(Referring expression pointing data)
══════════
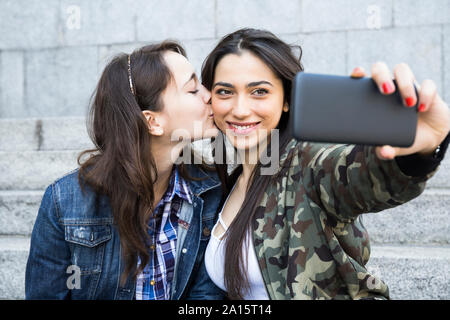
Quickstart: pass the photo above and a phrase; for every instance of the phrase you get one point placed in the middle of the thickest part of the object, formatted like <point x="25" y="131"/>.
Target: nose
<point x="206" y="95"/>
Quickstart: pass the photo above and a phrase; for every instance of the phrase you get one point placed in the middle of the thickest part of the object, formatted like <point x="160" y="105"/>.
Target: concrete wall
<point x="53" y="51"/>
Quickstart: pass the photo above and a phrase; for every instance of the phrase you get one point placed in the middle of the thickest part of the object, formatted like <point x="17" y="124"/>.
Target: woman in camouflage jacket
<point x="304" y="219"/>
══════════
State the number of lines in the data that include the string "Quickstart", and add nothing else.

Solution to this exercise:
3